SOURCE EXCERPT
——————
# my water dragon enclosure (pic)



## BeardyBen (Apr 18, 2006)

Just thought id share a pic of my water dragon enclosure  enjoy  can you spot the water dragon


----------



## southy (Apr 18, 2006)

very nice, i can see one, how many are there


----------



## jordo (Apr 18, 2006)

I bet the water dragon hates it :wink: 

Awesome!!!


----------



## NinaPeas (Apr 18, 2006)

AWESOME Ben! I bet you have one very very happy lizard there!

Nice to see you have gone for the natural look


----------



## MrBredli (Apr 18, 2006)

Wow, how much did that rock/ledge set you back? Looks great.


----------



## jordo (Apr 18, 2006)

Why didn't you just leave it as a soccer field???


----------



## BeardyBen (Apr 18, 2006)

hehehe thanks guys Mr B I made the rock ledge, materials all up cost about $20. only one Waterdragon in there 


> Why didn't you just leave it as a soccer field???


heheh tried too damn waterdragon kept eating the ball


----------



## MrBredli (Apr 18, 2006)
——————
MATERIAL SHOWN
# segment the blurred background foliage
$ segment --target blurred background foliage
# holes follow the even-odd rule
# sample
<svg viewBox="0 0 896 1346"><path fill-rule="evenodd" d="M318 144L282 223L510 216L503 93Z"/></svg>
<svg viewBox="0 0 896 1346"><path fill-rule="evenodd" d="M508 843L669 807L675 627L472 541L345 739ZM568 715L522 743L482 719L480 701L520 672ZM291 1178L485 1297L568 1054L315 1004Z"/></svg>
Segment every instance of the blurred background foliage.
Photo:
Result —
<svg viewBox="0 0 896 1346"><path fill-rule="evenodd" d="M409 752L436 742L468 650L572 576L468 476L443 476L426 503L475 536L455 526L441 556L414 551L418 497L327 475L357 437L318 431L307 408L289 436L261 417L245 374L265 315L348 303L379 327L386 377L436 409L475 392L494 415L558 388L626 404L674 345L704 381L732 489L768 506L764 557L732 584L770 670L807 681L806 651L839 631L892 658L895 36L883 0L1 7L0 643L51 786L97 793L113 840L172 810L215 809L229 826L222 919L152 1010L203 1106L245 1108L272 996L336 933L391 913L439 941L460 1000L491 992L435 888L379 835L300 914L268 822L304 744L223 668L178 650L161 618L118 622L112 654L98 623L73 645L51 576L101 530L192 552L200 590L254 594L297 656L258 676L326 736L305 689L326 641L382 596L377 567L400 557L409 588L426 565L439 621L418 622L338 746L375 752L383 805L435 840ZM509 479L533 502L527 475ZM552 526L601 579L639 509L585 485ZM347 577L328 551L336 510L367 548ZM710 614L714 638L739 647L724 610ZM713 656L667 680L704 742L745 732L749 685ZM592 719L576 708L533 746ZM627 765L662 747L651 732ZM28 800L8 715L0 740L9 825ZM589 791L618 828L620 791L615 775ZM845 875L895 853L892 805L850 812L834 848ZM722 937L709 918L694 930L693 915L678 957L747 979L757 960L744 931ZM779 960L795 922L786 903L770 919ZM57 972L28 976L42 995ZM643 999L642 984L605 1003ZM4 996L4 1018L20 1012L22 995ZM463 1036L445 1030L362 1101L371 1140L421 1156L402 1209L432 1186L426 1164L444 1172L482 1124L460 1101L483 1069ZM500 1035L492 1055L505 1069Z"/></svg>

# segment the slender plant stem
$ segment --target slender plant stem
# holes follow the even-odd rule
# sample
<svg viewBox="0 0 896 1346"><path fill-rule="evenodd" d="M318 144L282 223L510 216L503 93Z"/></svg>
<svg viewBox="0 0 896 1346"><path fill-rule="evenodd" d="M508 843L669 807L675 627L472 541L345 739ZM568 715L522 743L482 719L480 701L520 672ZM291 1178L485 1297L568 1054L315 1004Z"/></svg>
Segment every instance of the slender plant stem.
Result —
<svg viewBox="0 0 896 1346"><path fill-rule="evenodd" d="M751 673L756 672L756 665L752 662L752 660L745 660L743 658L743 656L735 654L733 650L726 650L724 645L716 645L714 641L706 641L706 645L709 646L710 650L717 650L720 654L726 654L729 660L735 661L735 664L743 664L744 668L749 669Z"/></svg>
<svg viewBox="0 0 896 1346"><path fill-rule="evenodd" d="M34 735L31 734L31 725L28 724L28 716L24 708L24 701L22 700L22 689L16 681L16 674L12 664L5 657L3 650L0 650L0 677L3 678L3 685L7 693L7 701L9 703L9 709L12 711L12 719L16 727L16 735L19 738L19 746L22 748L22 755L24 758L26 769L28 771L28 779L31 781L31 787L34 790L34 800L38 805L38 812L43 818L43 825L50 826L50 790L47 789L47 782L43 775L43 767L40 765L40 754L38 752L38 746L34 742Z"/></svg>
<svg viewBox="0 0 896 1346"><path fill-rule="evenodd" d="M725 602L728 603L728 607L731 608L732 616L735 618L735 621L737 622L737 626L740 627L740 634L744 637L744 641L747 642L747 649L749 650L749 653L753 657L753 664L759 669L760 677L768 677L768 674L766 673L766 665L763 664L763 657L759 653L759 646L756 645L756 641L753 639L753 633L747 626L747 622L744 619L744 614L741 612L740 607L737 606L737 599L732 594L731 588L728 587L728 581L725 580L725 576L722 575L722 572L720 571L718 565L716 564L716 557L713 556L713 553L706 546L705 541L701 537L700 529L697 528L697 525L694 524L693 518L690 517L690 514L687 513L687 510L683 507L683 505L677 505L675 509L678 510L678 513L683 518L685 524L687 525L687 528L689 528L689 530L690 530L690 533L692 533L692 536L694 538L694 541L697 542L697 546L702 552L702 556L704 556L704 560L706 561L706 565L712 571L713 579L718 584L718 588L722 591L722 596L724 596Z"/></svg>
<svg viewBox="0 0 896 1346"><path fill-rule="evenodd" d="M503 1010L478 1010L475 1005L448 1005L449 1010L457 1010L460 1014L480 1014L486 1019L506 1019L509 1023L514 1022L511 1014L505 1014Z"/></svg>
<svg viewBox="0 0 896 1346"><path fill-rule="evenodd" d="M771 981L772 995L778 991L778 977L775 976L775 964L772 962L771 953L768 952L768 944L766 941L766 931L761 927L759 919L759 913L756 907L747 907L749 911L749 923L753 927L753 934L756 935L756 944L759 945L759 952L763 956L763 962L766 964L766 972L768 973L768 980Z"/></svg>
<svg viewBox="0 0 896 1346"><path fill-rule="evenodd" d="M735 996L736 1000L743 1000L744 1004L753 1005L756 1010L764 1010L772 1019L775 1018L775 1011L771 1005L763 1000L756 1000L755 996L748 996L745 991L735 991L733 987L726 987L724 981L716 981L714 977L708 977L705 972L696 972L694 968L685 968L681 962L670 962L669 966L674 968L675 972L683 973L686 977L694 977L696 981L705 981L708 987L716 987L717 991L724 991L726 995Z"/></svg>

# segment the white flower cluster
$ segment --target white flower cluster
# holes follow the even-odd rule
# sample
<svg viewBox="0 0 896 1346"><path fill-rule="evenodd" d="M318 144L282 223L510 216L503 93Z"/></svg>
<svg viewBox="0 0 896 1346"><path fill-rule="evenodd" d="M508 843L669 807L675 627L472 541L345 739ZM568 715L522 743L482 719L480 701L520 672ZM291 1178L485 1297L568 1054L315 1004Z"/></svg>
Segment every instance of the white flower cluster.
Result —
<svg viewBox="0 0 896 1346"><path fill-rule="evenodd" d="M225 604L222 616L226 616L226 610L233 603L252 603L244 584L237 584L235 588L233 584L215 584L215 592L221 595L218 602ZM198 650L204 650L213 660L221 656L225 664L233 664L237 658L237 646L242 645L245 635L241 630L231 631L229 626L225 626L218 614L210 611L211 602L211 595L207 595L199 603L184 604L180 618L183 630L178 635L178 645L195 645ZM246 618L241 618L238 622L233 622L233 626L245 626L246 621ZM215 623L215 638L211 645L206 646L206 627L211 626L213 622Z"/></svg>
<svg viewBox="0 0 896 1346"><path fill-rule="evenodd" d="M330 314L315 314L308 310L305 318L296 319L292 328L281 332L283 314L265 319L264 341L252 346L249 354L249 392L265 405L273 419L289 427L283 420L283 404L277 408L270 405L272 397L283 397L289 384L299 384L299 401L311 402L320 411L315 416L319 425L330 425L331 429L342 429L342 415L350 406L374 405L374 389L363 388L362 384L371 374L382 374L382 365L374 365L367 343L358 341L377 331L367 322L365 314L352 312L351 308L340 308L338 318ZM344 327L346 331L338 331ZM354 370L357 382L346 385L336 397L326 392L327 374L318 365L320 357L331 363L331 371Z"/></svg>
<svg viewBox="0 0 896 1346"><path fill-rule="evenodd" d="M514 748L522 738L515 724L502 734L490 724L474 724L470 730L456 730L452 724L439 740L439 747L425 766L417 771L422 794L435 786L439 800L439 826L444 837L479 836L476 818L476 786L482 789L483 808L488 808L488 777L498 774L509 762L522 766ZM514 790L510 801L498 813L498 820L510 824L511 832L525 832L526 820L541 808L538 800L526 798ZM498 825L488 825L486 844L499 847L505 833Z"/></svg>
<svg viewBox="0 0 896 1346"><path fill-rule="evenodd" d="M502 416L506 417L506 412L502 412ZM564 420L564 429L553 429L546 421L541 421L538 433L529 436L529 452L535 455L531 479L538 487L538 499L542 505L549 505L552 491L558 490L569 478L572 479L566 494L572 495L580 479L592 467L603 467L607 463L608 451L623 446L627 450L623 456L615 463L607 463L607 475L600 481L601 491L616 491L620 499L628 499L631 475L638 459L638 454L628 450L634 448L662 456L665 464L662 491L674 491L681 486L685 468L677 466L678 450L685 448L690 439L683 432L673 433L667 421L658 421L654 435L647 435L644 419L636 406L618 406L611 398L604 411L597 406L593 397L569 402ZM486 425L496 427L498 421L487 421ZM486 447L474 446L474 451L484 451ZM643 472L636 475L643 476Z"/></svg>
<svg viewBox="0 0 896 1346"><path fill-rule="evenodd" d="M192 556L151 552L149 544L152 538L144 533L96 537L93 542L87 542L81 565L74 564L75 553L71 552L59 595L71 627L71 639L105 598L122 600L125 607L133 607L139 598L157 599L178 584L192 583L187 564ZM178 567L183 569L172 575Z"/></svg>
——————
TASK OBJECTIVE
Reproduce word for word the part of the water dragon enclosure thread that begins at the words "AWESOME Ben! I" and stops after "back? Looks great.".

SOLUTION TO THIS PROBLEM
AWESOME Ben! I bet you have one very very happy lizard there!

Nice to see you have gone for the natural look


----------



## MrBredli (Apr 18, 2006)

Wow, how much did that rock/ledge set you back? Looks great.